Input for this task.
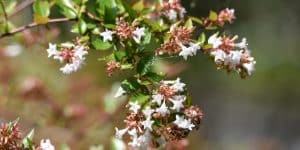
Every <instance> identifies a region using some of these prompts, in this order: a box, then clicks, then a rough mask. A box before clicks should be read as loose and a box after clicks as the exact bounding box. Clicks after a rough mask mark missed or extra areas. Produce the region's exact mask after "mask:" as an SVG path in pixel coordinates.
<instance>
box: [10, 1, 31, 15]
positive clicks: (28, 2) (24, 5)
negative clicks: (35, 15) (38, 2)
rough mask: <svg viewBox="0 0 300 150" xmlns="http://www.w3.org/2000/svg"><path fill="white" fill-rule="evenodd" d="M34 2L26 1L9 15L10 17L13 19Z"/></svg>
mask: <svg viewBox="0 0 300 150" xmlns="http://www.w3.org/2000/svg"><path fill="white" fill-rule="evenodd" d="M33 2H34V0H25V1H23V2H22V3H21V4H20V5H18V6H17V7H16V9H15V11H14V12H13V13H11V14H9V15H8V17H12V16H14V15H16V14H18V13H19V12H21V11H22V10H23V9H25V8H26V7H27V6H29V5H31V4H32V3H33Z"/></svg>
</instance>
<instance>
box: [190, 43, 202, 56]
mask: <svg viewBox="0 0 300 150" xmlns="http://www.w3.org/2000/svg"><path fill="white" fill-rule="evenodd" d="M190 47H191V50H192V53H193V55H196V54H197V51H198V50H200V48H201V47H200V45H199V44H198V43H190Z"/></svg>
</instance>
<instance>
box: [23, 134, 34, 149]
mask: <svg viewBox="0 0 300 150" xmlns="http://www.w3.org/2000/svg"><path fill="white" fill-rule="evenodd" d="M33 136H34V129H32V130H31V131H30V132H29V133H28V134H27V135H26V137H25V138H24V139H23V141H22V145H23V147H24V148H26V149H29V150H34V146H33Z"/></svg>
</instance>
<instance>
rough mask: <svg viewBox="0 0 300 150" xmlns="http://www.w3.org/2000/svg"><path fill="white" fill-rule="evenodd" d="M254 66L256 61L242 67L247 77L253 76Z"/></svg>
mask: <svg viewBox="0 0 300 150" xmlns="http://www.w3.org/2000/svg"><path fill="white" fill-rule="evenodd" d="M255 64H256V61H252V62H249V63H244V64H243V67H244V68H245V69H246V71H247V74H248V75H249V76H251V75H252V74H253V72H254V71H255Z"/></svg>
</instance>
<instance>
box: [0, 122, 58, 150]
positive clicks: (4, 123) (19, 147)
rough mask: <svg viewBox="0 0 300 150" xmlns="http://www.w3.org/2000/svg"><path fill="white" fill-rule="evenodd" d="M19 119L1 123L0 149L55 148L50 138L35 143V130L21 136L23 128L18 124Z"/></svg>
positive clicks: (4, 149)
mask: <svg viewBox="0 0 300 150" xmlns="http://www.w3.org/2000/svg"><path fill="white" fill-rule="evenodd" d="M18 122H19V120H18V119H17V120H15V121H13V122H9V123H4V124H1V128H0V150H28V149H36V150H55V147H54V146H53V145H52V144H51V142H50V140H49V139H47V140H41V142H40V145H39V146H35V145H34V144H33V141H32V138H33V133H34V132H33V130H32V131H31V132H30V133H29V134H28V135H27V136H25V137H24V138H23V139H22V138H21V130H20V127H19V125H18Z"/></svg>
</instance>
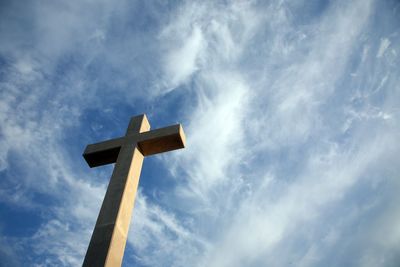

Exercise. Copy every record above line for line, without changing anything, and leave the pictures out of your copy.

Response.
Every <instance> identifies a region using some of these prompts, in this order: a box, then clicks, then a rough mask. A box before clicks should be read as loose and a box after clicks as the exact bounding box. Clicks after a rough mask mark missed or extra areas. Produce the region's exact mask after "mask:" as an SVG path in pixel coordinates.
<instance>
box: [10, 1, 31, 15]
positive clicks: (28, 2) (24, 5)
negative clicks: (35, 15) (38, 2)
rough mask: <svg viewBox="0 0 300 150" xmlns="http://www.w3.org/2000/svg"><path fill="white" fill-rule="evenodd" d="M34 2L26 1L9 15L10 17L13 19Z"/></svg>
mask: <svg viewBox="0 0 300 150" xmlns="http://www.w3.org/2000/svg"><path fill="white" fill-rule="evenodd" d="M33 2H34V0H25V1H23V2H22V3H21V4H20V5H18V6H17V7H16V9H15V11H14V12H13V13H11V14H9V15H8V17H12V16H14V15H16V14H18V13H19V12H21V11H22V10H23V9H25V8H26V7H27V6H29V5H31V4H32V3H33Z"/></svg>
</instance>
<instance>
box: [190, 43, 202, 56]
mask: <svg viewBox="0 0 300 150" xmlns="http://www.w3.org/2000/svg"><path fill="white" fill-rule="evenodd" d="M190 47H191V50H192V53H193V55H196V54H197V51H198V50H200V48H201V47H200V45H199V44H198V43H190Z"/></svg>
</instance>
<instance>
box: [23, 134, 34, 149]
mask: <svg viewBox="0 0 300 150" xmlns="http://www.w3.org/2000/svg"><path fill="white" fill-rule="evenodd" d="M33 136H34V129H32V130H31V131H30V132H29V133H28V134H27V135H26V137H25V138H24V139H23V141H22V145H23V147H24V148H26V149H29V150H34V146H33Z"/></svg>
</instance>
<instance>
rough mask: <svg viewBox="0 0 300 150" xmlns="http://www.w3.org/2000/svg"><path fill="white" fill-rule="evenodd" d="M254 66L256 61L242 67L247 77L253 76Z"/></svg>
mask: <svg viewBox="0 0 300 150" xmlns="http://www.w3.org/2000/svg"><path fill="white" fill-rule="evenodd" d="M255 64H256V61H252V62H249V63H244V64H243V67H244V68H245V69H246V71H247V74H248V75H249V76H251V75H252V74H253V72H254V71H255Z"/></svg>
</instance>
<instance>
box: [0, 122, 58, 150]
positive clicks: (4, 123) (19, 147)
rough mask: <svg viewBox="0 0 300 150" xmlns="http://www.w3.org/2000/svg"><path fill="white" fill-rule="evenodd" d="M19 119L1 123L0 149L55 148L50 138L35 143V130L21 136L23 128L18 124Z"/></svg>
positive clicks: (4, 149)
mask: <svg viewBox="0 0 300 150" xmlns="http://www.w3.org/2000/svg"><path fill="white" fill-rule="evenodd" d="M18 122H19V120H18V119H17V120H15V121H13V122H9V123H4V124H1V128H0V150H28V149H36V150H55V147H54V146H53V145H52V144H51V142H50V140H49V139H47V140H41V142H40V145H39V146H35V145H34V144H33V141H32V138H33V133H34V132H33V130H32V131H31V132H30V133H29V134H28V135H27V136H25V137H24V138H23V139H22V138H21V130H20V127H19V125H18Z"/></svg>
</instance>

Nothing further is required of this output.